## ESERCIZIO BREVE A
Ricopia parola per parola il brano su Pennacchi da "È un libro nuovo" a "in maniera assoluta.".

## BRANO PROPOSTO

----

È un libro nuovo di zecca rispetto all’edizione del 1998 nato dall’ispirazione di Alessandro Panigutti giornalista di Latina Oggi, che ha imbeccato l’autore con le carte giudiziarie stimolando una profonda riflessione sull’impossibilità di conoscere la verità in maniera assoluta.
Pennacchi è uno dei pochi scrittori nei quali il testo non è il morto dell’orale ma si trasforma in spumeggianti riflessioni sociologiche, antropologiche, espressioni dialettali che inchiodano il lettore alla pagina e lo fanno sorridere. Un romanzo corale dove il delitto è il pre-testo per sbozzare i caratteri tipici degli italiani, le loro debolezze, i pregiudizi, i cambi improvvisi di rotta davanti all’autorità. Pennacchi sfodera la sua conoscenza dei testi classici rimuginando sui luoghi comuni “(...) la ricostruzione dei fatti è sempre approssimativa, sempre piena di ombre, di incongruenze. Come nella storia: “Ognuno la racconta come gli pare. Tacito dice che Nerone è un porco. E tutti a credergli. Per migliaia d’anni. Ma vai a vedere per davvero la storia com’è andata… ma non è proprio il mio mestiere. Io non sono capace. Per me Nerone è stato un santo” e tira fuori dalla sua biblioteca personale carte ed eventi storici e documentazione a sostegno.
A libro chiuso sapere che il criminale terrorista Cesare Battisti è nato e cresciuto proprio in quel fazzoletto di paesi aggiunge un’altra sottile inquietudine. Alla giustizia degli uomini molto raramente corrisponde la verità storica suggerisce Pennacchi. I morti ammazzati rimangono tali e troppo spesso non riposano in pace.

----

[Righe del dataset sulla posizione degli oggetti]
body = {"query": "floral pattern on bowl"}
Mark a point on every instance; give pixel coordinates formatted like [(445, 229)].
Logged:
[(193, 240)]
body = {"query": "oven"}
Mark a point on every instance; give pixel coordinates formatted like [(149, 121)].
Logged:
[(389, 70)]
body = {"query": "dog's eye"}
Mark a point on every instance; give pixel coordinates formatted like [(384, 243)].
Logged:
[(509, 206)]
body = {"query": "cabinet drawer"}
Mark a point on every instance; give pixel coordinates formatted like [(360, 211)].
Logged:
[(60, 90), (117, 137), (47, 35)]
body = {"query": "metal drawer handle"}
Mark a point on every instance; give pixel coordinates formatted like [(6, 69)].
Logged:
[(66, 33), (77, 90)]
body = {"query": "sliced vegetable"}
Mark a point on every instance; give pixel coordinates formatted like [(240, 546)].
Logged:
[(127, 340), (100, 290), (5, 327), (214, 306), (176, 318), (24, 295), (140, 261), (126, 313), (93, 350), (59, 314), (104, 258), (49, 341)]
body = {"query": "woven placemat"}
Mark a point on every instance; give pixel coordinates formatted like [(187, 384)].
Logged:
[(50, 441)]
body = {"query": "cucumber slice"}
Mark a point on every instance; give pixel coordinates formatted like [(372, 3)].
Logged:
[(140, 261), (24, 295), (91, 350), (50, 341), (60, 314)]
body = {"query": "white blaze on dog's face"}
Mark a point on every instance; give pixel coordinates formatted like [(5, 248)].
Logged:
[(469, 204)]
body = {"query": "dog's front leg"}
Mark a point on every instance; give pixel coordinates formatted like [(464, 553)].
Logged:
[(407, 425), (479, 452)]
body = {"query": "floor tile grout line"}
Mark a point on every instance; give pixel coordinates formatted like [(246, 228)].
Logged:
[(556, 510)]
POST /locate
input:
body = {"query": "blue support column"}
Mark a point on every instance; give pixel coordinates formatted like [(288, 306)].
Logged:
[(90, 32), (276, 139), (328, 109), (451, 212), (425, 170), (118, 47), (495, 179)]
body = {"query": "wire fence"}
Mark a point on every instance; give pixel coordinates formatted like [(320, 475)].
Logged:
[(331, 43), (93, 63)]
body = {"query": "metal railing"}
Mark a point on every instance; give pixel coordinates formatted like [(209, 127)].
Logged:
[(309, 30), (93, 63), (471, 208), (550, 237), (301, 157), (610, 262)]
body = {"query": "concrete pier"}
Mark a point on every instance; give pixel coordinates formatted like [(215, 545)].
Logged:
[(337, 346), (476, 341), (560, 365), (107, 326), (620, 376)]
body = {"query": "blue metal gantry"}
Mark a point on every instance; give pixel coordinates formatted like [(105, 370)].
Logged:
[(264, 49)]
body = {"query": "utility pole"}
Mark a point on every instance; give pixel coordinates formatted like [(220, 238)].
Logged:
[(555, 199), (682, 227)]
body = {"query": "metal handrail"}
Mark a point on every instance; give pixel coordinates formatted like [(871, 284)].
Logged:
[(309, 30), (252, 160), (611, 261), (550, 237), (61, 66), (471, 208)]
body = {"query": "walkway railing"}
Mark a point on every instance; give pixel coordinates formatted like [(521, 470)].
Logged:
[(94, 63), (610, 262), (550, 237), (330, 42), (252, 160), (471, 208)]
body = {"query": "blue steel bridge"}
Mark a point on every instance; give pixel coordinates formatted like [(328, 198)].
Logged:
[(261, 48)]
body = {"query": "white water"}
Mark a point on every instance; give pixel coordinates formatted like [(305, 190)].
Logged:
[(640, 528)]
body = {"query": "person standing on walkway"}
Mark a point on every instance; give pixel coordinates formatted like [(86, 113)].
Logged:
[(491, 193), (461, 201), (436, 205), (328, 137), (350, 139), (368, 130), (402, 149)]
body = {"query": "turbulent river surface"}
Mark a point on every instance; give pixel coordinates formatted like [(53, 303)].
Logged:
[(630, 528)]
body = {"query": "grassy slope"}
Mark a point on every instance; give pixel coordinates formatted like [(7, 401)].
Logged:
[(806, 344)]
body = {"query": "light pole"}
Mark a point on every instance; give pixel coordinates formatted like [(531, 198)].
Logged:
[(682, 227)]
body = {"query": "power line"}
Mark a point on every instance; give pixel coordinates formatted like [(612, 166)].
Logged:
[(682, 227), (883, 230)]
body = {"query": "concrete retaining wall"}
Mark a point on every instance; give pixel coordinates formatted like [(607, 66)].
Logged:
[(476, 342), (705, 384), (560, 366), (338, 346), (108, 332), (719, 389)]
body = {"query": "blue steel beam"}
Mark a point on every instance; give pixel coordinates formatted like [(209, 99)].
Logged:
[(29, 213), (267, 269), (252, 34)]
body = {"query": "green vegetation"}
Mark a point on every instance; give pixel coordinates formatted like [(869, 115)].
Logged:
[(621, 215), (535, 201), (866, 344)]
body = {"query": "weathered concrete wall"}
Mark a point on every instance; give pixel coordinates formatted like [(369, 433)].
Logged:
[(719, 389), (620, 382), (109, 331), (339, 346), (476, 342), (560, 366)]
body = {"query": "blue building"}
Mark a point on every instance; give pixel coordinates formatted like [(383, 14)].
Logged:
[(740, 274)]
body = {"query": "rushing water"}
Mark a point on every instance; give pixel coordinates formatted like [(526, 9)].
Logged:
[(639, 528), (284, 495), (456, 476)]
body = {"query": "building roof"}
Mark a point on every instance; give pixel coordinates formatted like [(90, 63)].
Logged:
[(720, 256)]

----

## ESERCIZIO BREVE B
Restituisci tutte le righe dei record in cui compare la stringa "steel", tenendo conto di maiuscole e minuscole.

## RISPOSTA A
È un libro nuovo di zecca rispetto all’edizione del 1998 nato dall’ispirazione di Alessandro Panigutti giornalista di Latina Oggi, che ha imbeccato l’autore con le carte giudiziarie stimolando una profonda riflessione sull’impossibilità di conoscere la verità in maniera assoluta.

## RISPOSTA B
body = {"query": "blue steel bridge"}
body = {"query": "blue steel beam"}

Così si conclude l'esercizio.